*Excerpt to read*
- - - - -

From the north of the Bourgogne region to the south, depending on the characteristics of the vintage, vinification of red wines can vary greatly. For example, some winegrowers destalk their grapes, while others vinify in whole bunches. The varietal plays a key role, too. Pinot Noir, which is particularly delicate, requires a more careful approach than any other grape.
Vinification of red wine starts with alcoholic fermentation, a process during which the grape juice turns into wine. Unlike with white wines which are pressed on arrival in the winery, grapes for red wines, either crushed or in whole bunches, are placed in vats to macerate. The juice is clear to start with and requires contact with the skins and pips to bring color and tannins to the wine. During this maceration process, the alcoholic fermentation begins, either naturally or sometimes triggered with the addition of yeasts.
Each day, the cap of skin and pips is broken up and pushed down into the juice to help the development of color and tannins. The process is known as pigeage and used to be done with the feet. Nowadays, a special tool is used to protect the raw material.
When fermentation is complete, the wine is pressed and then placed in vats or barrels for ageing.
During the ageing process, the red wines undergo a second malolactic fermentation, during which the malic acid in the wine turns to lactic acid, making the wines smoother.
Removing grapes berries from the stems (optional). Grape crushing and release of the juice.
Vatting the juice and the solids (skin, seeds) for the maceration process.
The “cap” (consisting of solids) is punched down into the must (juice). The must is pumped over to the top of the tank, wetting the “cap.”
Transformation of sugars from the must into alcohol, and aroma release by yeast fermentation (Saccharomyces cerevisiae).
The wine is devatted (free run juice) and transferred to tanks or barrels by gravity. The pomace is collected for pressing.

- - - - -

*Given entries*
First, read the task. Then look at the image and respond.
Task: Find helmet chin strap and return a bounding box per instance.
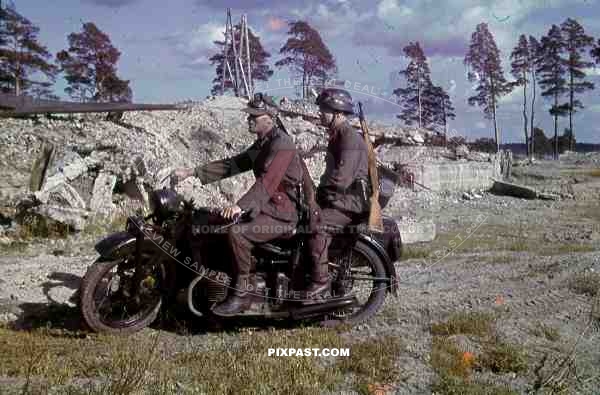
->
[327,112,338,129]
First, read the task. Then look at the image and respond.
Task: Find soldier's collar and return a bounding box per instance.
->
[256,126,277,145]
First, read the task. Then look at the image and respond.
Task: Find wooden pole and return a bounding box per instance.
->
[237,15,250,100]
[227,8,240,96]
[244,14,254,98]
[221,9,233,95]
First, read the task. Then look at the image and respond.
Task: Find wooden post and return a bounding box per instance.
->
[29,140,54,192]
[227,8,240,96]
[244,14,254,98]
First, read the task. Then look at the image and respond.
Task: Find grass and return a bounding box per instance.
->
[339,335,404,392]
[431,312,495,336]
[430,312,527,395]
[430,336,517,395]
[531,322,560,342]
[569,272,600,297]
[561,169,600,177]
[428,220,600,260]
[477,342,527,374]
[431,336,475,379]
[0,327,403,394]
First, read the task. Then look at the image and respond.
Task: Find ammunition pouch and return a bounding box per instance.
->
[317,178,373,212]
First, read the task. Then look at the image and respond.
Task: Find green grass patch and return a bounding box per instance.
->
[431,312,495,336]
[477,342,527,373]
[431,376,518,395]
[0,327,403,394]
[339,335,404,392]
[531,322,560,342]
[430,336,517,395]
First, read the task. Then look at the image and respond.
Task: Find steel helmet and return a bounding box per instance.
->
[315,88,354,114]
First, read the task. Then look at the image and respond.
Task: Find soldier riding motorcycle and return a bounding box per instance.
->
[80,95,401,333]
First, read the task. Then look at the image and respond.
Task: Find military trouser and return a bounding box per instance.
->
[228,214,296,294]
[308,208,352,282]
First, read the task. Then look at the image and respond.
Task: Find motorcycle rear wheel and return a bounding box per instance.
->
[80,254,166,335]
[321,240,389,326]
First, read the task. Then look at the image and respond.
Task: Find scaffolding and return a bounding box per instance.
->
[221,8,254,99]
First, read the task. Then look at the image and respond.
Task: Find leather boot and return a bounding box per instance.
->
[212,274,252,317]
[303,262,331,305]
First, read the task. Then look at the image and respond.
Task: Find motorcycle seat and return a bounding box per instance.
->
[256,229,298,256]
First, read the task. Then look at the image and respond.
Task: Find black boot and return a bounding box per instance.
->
[212,274,252,317]
[303,262,331,305]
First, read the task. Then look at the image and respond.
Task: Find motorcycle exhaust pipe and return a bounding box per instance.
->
[290,296,357,320]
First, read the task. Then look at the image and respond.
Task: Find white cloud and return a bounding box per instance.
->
[583,67,600,77]
[377,0,414,22]
[179,22,225,55]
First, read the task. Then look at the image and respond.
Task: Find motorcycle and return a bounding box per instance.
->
[79,186,402,334]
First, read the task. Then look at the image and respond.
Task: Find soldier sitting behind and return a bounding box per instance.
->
[173,94,302,316]
[306,88,370,304]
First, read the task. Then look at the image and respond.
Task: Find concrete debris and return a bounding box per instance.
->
[0,96,500,235]
[34,182,86,209]
[490,180,560,200]
[90,172,117,215]
[396,218,436,244]
[31,205,92,232]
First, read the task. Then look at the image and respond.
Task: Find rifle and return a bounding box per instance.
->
[358,102,383,233]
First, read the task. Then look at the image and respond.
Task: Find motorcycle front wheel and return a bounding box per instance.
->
[80,253,167,334]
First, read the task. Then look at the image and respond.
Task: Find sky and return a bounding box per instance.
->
[7,0,600,143]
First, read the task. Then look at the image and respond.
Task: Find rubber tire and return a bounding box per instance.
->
[79,258,162,335]
[321,240,389,327]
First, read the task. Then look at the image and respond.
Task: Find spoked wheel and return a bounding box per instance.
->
[327,240,388,325]
[81,253,167,334]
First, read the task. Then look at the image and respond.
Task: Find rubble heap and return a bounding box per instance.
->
[0,96,488,234]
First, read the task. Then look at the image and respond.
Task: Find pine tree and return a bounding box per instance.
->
[536,25,569,159]
[209,23,273,95]
[394,42,434,128]
[529,36,542,158]
[424,84,456,141]
[464,23,512,151]
[560,18,594,150]
[590,38,600,64]
[56,22,132,101]
[510,34,532,156]
[0,7,57,95]
[275,21,337,98]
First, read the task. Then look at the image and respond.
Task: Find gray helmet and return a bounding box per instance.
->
[315,88,354,114]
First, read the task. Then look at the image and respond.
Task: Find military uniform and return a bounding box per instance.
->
[308,122,369,282]
[194,127,302,300]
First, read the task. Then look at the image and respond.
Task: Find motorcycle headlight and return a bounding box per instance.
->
[148,188,181,221]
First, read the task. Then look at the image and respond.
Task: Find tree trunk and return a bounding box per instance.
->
[490,74,500,152]
[417,68,423,129]
[302,70,306,99]
[554,94,558,160]
[569,70,575,151]
[523,71,529,157]
[529,69,536,159]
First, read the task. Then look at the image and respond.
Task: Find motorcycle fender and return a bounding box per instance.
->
[94,231,135,259]
[359,233,398,296]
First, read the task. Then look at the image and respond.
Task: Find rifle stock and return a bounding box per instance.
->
[358,102,383,233]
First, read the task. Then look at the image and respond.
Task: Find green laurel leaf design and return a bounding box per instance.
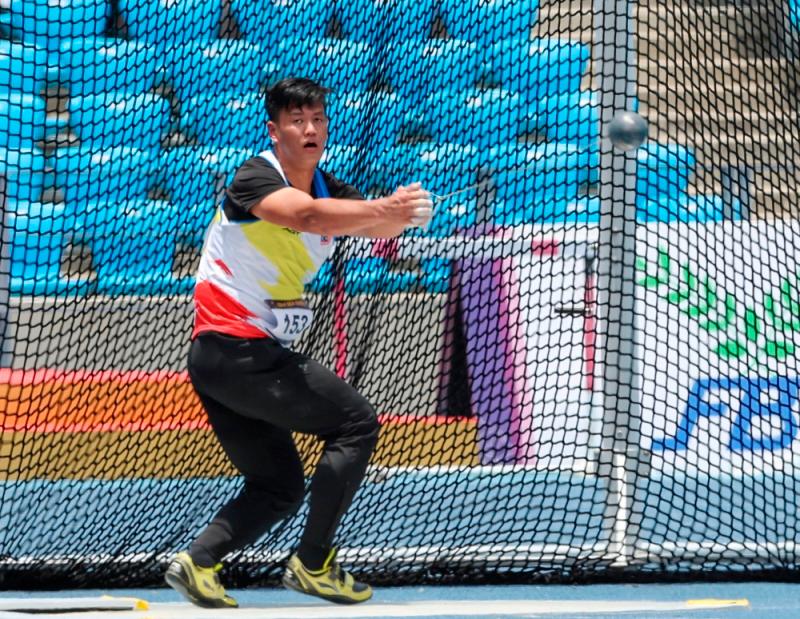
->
[636,247,800,362]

- - - - -

*What you need to do*
a) Rewrite the passage on red wine vinification between "Each day, the" and "the maceration process.", inclusive, replacing "pigeage" with "punching down".
b) Extend the passage on red wine vinification by continuing it from its last sentence.

*Numbered answers*
a)
Each day, the cap of skin and pips is broken up and pushed down into the juice to help the development of color and tannins. The process is known as punching down and used to be done with the feet. Nowadays, a special tool is used to protect the raw material.
When fermentation is complete, the wine is pressed and then placed in vats or barrels for ageing.
During the ageing process, the red wines undergo a second malolactic fermentation, during which the malic acid in the wine turns to lactic acid, making the wines smoother.
Removing grapes berries from the stems (optional). Grape crushing and release of the juice.
Vatting the juice and the solids (skin, seeds) for the maceration process.

b)
An inflated bladder presses the pomace and the juice still present is recovered: resulting in press wine.
Traditionally, free-run juice and press wine are assembled before maturing. The wine is cloudy. The heaviest particles deposit at the bottom of the tank. The “clear” wine is placed in barrels and the must deposit is removed.
Microorganisms (lactic acid bacteria) transform malic acid into lactic acid.
The “clear” wine is racked, i.e. moved from one container to another (tank or barrel), the lees (deposit at the bottom of the tank or barrel) are removed.
The wine remains fragile, sulphur is added to protect it.
The wine is kept in casks (228 litres barrels) for several months. Exchanges with and through the wood take place.
The wine is racked into a tank and its sulphur level is adjusted if necessary.
Wine produced from the same plot or several plots in the same appellation, is blended.
Add if necessary protein (such as egg whites), mineral, or synthetic fining agents which draw down suspended particles towards the bottom of the tank.
Wine is sometimes filtered to make it limpid and bright. It is then transferred into a tank to be bottled using a bottling machine and corked with a corking machine.